(ARTICLE):
— start —
Stephan Swanepoel

Personal information
- Full name: Stephan Jacobus Swanepoel
- Born: 2 December 1981 (age 44) Kathu, Namibia, South West Africa
- Batting: Right-handed
- Bowling: Right-arm off break
- Role: Batsman, wicket-keeper

International information
- National side: Namibia (1998–2009);
- ODI debut (cap 10): 10 February 2003 v Zimbabwe
- Last ODI: 27 February 2003 v Australia

Career statistics
| Competition | ODI | FC | LA |
| Matches | 5 | 8 | 25 |
| Runs scored | 43 | 372 | 312 |
| Batting average | 8.60 | 24.80 | 13.56 |
| 100s/50s | 0/0 | 0/2 | 0/0 |
| Top score | 23 | 72 | 39 |
| Catches/stumpings | 0/– | 3/– | 10/– |
- Source: ESPNcricinfo, 22 June 2017

= Stephan Swanepoel =

Namibian cricketer

Stephan Jacobus Swanepoel (also commonly known as Stefan Swanepoel; born 2 December 1981) is a Namibian cricketer who has represented the Namibian national team at international level. He played as a frontline right-handed batsman and specialist wicketkeeper. He has also played for Welwitschia Invitation XI, Blumfelde XI and Namibia A sides.

He made his international debut in February 2003. He was part of Namibia's first ever ODI team and also of Namibia's first ever World Cup team.

He holds the Namibian record of having played the most number of matches for Namibia at Under-19 World Cups with 19 matches coming in 3 different U-19 World Cup tournaments in 1998, 2000 and in 2002. He also holds the record for second joint most appearances by any player in the history of ICC U-19 Cricket World Cups along with Greg Thompson of Ireland. He also holds the record for being the all-time leading run-scorer for Namibia in Youth One-Day Internationals as well as in ICC Under-19 Cricket World Cup tournaments with a tally of 435 runs in 19 matches with all 19 off them at the U-19 World Cups.
— end —
(SUPPLIED RECORDS):
— start —
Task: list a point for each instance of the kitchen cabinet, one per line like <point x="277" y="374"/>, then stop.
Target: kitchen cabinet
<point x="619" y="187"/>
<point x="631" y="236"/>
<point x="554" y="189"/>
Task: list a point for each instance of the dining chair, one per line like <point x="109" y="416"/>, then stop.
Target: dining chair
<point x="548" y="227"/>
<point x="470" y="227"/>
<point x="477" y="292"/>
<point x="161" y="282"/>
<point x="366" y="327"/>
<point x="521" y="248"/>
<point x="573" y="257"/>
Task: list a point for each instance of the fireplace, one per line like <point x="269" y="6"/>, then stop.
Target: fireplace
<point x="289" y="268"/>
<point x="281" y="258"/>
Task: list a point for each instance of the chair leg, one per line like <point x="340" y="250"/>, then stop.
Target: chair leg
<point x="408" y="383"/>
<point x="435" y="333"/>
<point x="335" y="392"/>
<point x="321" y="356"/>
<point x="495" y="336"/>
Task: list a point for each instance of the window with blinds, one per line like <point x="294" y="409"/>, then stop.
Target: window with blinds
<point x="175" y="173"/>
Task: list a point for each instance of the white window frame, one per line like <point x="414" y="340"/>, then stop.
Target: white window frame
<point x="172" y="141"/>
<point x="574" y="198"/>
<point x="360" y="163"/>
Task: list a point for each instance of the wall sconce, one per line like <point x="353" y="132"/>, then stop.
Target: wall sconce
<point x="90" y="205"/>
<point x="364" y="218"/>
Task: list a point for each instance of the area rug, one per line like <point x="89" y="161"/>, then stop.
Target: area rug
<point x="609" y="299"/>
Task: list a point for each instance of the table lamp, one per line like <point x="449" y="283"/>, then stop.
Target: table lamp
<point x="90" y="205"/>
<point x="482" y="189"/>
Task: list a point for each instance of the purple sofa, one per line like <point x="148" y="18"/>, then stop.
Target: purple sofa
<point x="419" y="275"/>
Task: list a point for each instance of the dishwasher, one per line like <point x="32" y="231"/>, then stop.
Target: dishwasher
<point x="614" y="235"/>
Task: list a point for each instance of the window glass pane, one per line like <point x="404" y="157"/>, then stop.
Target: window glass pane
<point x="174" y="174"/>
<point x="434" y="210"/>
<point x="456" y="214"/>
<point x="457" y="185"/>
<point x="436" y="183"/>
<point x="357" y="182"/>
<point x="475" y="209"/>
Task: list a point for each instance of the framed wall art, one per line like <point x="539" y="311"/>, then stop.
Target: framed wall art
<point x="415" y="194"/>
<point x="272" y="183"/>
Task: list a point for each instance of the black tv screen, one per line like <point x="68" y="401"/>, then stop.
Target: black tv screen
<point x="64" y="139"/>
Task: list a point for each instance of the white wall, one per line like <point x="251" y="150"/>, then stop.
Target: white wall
— end —
(WHAT YOU NEED TO DO):
a – Find every line in the rows that contains the string "sofa" and copy each one in full. Case counts.
b – Extend the article on Stephan Swanepoel by writing the passage that would follow its last sentence.

(REPLIES):
a –
Task: list a point for each instance of the purple sofa, one per line like <point x="148" y="18"/>, then stop.
Target: purple sofa

b –
== Early career ==
He was included in Namibian under-19 national squad for the 1998 Under-19 Cricket World Cup which also marked Namibia's debut at the ICC Under-19 Cricket World Cup. He also featured in the 2000 Under-19 Cricket World Cup which was held in Sri Lanka and it eventually marked his second consecutive appearance at the ICC U-19 Cricket World Cup.

He was a key member of the Namibian team which won the 2001 ICC Africa Under-19 Championship where Namibia finished the points table ahead of a combined East and Central Africa under-19 cricket team. It was also the first instance Namibia had won the ICC Africa Under-19 Championship and he was the top leading run scorer for Namibia during the course of the tournament aggregating 166 runs in 4 outings with a stellar average of 83.

He was a key member of the Namibian squad which reached the final of the 2001 ICC Trophy where Namibia enjoyed 10 consecutive wins before losing to the Netherlands off the last ball of the 2001 ICC Trophy Final. Netherlands managed to chase 196 on the final ball of the match but Namibia was able to qualify for the 2003 Cricket World Cup. He was present at the MCC's tour of Namibia in 2001. He also played in the 2002–03 Standard Bank Cup, making his List A debut against Eastern Province on 24 November 2002.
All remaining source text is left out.